ASSIGNED TASK:
Look through the records below for the line with "2H423L416 15L400 19L402" and the line with "positive clicks: (476, 280)", then return those lines and all lines between, exactly.

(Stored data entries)
____
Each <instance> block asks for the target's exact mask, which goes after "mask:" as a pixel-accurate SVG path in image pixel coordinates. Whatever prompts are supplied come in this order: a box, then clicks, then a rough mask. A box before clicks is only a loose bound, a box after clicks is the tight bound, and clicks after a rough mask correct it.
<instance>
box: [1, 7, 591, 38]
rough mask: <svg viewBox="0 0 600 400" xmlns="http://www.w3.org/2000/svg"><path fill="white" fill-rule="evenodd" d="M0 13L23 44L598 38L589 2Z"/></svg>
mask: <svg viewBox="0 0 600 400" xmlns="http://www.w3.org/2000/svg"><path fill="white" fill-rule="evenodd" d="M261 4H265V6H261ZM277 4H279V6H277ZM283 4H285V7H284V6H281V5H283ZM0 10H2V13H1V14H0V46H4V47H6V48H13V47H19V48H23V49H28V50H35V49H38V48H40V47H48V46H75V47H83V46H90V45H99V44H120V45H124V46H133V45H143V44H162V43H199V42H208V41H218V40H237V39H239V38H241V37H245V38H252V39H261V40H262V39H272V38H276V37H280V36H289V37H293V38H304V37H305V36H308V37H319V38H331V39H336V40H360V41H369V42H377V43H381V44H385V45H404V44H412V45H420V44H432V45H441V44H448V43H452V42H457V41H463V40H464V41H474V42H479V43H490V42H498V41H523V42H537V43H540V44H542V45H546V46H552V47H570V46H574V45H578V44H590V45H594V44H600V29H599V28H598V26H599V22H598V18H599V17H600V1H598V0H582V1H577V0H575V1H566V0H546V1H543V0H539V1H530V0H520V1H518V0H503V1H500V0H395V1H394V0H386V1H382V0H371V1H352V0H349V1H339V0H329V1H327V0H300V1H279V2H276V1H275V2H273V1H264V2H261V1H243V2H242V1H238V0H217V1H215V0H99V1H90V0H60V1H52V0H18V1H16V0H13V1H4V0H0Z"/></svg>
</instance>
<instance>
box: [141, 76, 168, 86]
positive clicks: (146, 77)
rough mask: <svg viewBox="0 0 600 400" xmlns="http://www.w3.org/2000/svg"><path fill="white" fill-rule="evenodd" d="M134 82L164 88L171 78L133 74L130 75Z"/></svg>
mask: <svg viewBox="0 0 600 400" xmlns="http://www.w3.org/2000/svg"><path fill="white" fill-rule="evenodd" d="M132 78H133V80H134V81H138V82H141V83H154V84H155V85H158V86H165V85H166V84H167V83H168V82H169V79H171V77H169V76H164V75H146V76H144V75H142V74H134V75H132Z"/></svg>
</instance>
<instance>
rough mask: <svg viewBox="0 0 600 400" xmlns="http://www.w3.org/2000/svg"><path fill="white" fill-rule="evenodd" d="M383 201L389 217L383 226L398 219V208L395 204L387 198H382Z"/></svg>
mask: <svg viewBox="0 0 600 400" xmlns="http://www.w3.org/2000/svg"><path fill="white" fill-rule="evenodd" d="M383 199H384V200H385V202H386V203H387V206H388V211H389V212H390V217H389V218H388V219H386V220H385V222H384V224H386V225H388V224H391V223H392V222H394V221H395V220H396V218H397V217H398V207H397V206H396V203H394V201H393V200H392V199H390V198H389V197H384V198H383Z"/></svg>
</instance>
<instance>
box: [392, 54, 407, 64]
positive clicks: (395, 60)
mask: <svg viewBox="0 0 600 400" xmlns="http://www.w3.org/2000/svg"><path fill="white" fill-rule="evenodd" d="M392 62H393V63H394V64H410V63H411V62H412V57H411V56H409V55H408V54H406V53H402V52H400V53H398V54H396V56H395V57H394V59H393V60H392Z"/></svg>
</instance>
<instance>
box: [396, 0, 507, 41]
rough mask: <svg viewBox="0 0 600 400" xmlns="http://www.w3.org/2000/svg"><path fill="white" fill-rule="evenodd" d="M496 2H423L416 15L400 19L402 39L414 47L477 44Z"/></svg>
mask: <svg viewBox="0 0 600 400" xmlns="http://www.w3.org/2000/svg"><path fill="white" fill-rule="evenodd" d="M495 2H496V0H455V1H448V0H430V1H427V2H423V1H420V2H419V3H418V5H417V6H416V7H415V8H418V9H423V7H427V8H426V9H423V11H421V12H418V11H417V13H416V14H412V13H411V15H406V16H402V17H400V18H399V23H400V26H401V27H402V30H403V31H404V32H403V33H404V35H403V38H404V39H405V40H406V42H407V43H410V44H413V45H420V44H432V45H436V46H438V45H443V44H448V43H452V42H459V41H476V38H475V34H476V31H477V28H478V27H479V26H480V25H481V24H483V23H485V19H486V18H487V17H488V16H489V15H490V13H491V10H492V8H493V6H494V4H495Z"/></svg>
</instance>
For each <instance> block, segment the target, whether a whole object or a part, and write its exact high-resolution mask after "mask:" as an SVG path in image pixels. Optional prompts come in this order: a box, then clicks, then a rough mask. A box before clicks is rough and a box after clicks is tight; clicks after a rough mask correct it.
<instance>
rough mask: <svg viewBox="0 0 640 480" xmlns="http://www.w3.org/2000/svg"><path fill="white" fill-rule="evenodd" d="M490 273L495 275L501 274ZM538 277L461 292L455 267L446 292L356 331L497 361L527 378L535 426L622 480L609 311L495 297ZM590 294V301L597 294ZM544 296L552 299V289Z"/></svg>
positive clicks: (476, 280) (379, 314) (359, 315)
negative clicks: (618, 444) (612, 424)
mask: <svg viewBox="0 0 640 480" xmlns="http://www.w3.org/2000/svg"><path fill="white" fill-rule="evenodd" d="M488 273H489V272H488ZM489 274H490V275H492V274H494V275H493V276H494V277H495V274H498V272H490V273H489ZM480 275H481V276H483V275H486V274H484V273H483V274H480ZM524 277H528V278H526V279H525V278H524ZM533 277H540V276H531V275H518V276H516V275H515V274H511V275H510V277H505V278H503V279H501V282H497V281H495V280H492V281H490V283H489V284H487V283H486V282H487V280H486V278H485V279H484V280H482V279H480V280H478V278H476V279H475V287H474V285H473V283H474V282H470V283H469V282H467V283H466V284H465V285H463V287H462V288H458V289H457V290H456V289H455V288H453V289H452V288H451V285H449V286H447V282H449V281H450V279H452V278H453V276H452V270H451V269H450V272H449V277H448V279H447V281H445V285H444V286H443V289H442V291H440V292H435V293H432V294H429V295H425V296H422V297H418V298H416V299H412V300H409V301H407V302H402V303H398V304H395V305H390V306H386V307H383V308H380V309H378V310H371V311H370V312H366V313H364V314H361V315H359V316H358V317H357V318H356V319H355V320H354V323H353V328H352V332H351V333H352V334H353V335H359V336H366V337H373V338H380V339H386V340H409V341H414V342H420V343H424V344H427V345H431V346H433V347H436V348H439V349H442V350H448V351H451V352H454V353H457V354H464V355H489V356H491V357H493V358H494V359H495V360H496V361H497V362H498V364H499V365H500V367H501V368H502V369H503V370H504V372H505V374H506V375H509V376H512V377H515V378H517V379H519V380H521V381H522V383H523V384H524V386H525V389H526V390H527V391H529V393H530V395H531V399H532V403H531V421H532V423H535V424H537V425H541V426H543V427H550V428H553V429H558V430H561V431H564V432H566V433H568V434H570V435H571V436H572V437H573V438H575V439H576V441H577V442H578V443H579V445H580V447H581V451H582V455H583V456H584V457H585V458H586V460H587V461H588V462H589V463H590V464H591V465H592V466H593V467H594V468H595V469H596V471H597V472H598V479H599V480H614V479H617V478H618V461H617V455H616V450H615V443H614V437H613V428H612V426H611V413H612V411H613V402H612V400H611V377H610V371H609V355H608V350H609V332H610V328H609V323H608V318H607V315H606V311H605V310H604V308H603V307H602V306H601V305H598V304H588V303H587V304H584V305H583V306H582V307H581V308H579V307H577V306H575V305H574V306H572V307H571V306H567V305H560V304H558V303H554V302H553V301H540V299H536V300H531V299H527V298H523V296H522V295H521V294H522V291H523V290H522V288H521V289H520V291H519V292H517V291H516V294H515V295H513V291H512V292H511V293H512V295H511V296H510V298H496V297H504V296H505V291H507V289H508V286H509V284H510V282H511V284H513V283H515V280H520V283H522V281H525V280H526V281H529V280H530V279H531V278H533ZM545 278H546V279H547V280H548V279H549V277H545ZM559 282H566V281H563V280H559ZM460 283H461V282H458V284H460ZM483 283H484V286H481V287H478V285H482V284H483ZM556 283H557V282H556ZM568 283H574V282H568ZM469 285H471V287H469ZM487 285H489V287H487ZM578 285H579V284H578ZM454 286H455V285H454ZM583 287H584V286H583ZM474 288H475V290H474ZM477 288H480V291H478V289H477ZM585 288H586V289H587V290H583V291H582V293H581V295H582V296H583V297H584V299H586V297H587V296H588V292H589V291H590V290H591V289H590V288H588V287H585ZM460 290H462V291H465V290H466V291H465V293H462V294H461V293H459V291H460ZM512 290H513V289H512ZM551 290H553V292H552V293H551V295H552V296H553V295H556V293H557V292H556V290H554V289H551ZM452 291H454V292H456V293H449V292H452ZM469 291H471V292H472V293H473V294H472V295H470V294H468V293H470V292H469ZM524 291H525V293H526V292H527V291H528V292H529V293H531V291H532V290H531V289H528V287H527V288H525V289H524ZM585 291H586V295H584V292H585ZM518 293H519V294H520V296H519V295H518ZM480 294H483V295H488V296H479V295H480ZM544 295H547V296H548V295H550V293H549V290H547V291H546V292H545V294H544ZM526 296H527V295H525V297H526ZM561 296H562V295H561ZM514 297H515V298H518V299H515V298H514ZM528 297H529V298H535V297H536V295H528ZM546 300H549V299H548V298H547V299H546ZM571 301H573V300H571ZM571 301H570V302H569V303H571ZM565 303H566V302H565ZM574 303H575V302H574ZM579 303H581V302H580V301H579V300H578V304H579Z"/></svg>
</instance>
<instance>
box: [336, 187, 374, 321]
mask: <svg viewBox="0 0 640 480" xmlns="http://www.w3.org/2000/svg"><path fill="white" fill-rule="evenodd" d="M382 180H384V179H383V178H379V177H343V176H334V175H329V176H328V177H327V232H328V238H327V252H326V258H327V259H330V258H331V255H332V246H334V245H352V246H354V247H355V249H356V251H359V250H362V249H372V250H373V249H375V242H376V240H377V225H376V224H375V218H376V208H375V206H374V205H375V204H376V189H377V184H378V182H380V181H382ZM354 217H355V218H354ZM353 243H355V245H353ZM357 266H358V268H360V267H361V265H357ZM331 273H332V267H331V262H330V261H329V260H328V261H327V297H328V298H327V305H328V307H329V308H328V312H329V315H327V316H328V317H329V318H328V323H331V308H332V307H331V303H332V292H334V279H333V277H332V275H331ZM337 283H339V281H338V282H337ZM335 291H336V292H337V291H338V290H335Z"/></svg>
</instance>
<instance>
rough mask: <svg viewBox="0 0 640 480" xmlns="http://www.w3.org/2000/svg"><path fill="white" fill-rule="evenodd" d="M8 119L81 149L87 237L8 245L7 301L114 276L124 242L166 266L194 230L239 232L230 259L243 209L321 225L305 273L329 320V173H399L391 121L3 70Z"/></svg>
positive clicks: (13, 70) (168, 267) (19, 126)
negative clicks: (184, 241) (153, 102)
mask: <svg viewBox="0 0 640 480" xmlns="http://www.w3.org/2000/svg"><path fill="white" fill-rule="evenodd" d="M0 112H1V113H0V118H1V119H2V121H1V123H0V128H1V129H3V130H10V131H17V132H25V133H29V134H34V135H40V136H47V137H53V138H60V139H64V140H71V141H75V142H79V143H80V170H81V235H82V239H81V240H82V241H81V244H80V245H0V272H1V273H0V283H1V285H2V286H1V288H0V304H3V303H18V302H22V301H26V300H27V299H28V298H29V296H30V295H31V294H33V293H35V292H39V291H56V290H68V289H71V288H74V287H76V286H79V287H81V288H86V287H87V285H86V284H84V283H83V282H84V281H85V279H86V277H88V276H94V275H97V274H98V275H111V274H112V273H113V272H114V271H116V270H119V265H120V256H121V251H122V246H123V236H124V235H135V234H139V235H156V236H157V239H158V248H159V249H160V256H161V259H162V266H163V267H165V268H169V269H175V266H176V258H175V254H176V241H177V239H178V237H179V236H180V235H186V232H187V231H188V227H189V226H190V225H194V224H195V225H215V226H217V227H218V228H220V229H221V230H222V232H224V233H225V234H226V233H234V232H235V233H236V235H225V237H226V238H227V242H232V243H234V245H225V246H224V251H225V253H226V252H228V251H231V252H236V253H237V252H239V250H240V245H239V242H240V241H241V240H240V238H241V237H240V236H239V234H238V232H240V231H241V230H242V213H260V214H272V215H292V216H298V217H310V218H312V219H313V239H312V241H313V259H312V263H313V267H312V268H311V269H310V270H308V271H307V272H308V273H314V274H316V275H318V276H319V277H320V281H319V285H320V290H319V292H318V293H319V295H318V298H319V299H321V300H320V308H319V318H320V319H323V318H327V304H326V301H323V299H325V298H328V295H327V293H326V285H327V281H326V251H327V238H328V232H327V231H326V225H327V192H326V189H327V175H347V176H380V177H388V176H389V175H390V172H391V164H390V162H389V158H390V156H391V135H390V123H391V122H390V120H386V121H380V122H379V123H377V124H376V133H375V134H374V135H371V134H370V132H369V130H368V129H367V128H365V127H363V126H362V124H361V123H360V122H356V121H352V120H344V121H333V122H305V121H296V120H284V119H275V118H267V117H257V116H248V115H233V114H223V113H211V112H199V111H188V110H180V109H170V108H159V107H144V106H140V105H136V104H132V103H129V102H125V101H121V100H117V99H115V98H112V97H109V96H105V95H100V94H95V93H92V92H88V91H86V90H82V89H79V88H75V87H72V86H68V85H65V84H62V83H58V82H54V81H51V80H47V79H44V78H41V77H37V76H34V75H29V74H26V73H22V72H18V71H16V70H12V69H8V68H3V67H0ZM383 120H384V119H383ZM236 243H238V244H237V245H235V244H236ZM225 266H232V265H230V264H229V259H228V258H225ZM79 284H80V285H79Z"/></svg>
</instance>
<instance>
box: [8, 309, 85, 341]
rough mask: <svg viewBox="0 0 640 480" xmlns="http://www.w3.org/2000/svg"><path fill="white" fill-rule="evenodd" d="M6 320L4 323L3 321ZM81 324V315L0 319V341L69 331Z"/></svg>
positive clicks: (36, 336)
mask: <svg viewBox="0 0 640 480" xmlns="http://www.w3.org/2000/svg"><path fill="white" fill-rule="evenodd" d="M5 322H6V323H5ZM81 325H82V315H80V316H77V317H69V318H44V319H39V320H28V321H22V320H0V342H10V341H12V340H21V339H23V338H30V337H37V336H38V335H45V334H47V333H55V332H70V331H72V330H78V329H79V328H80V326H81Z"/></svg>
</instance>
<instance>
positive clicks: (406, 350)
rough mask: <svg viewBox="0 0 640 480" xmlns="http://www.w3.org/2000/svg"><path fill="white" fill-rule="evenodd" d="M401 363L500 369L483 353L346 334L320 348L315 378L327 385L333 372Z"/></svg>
____
ANSWER AREA:
rough mask: <svg viewBox="0 0 600 400" xmlns="http://www.w3.org/2000/svg"><path fill="white" fill-rule="evenodd" d="M496 2H423L416 15L400 19L402 39L414 47L477 44Z"/></svg>
mask: <svg viewBox="0 0 600 400" xmlns="http://www.w3.org/2000/svg"><path fill="white" fill-rule="evenodd" d="M495 2H496V0H455V1H448V0H430V1H427V2H423V1H420V2H419V3H418V5H417V6H416V7H415V8H418V9H423V7H427V8H426V9H423V11H421V12H418V11H417V13H416V14H412V13H411V15H406V16H402V17H400V18H399V23H400V26H401V27H402V30H403V31H404V32H403V33H404V35H403V38H404V39H405V40H406V42H407V43H410V44H413V45H420V44H432V45H436V46H438V45H443V44H448V43H452V42H459V41H476V38H475V34H476V31H477V28H478V27H479V26H480V25H481V24H483V23H485V19H486V18H487V17H488V16H489V15H490V13H491V10H492V8H493V6H494V4H495Z"/></svg>
</instance>
For each <instance> block, segment the target, whether a whole object or a part, and write its exact high-resolution mask after "mask:" as an SVG path in image pixels. Optional prompts come in this order: a box, then clicks, then a rough mask. A box before clicks is rough and a box after clicks is tight; clicks after a rough mask correct it.
<instance>
rough mask: <svg viewBox="0 0 640 480" xmlns="http://www.w3.org/2000/svg"><path fill="white" fill-rule="evenodd" d="M490 273L495 275L501 274ZM538 277L461 292L455 267L446 292L356 331L497 361L527 378L535 426L622 480L609 311L495 297ZM590 294V301L597 294ZM544 296L552 299V289Z"/></svg>
positive clicks: (476, 280) (379, 314) (359, 315)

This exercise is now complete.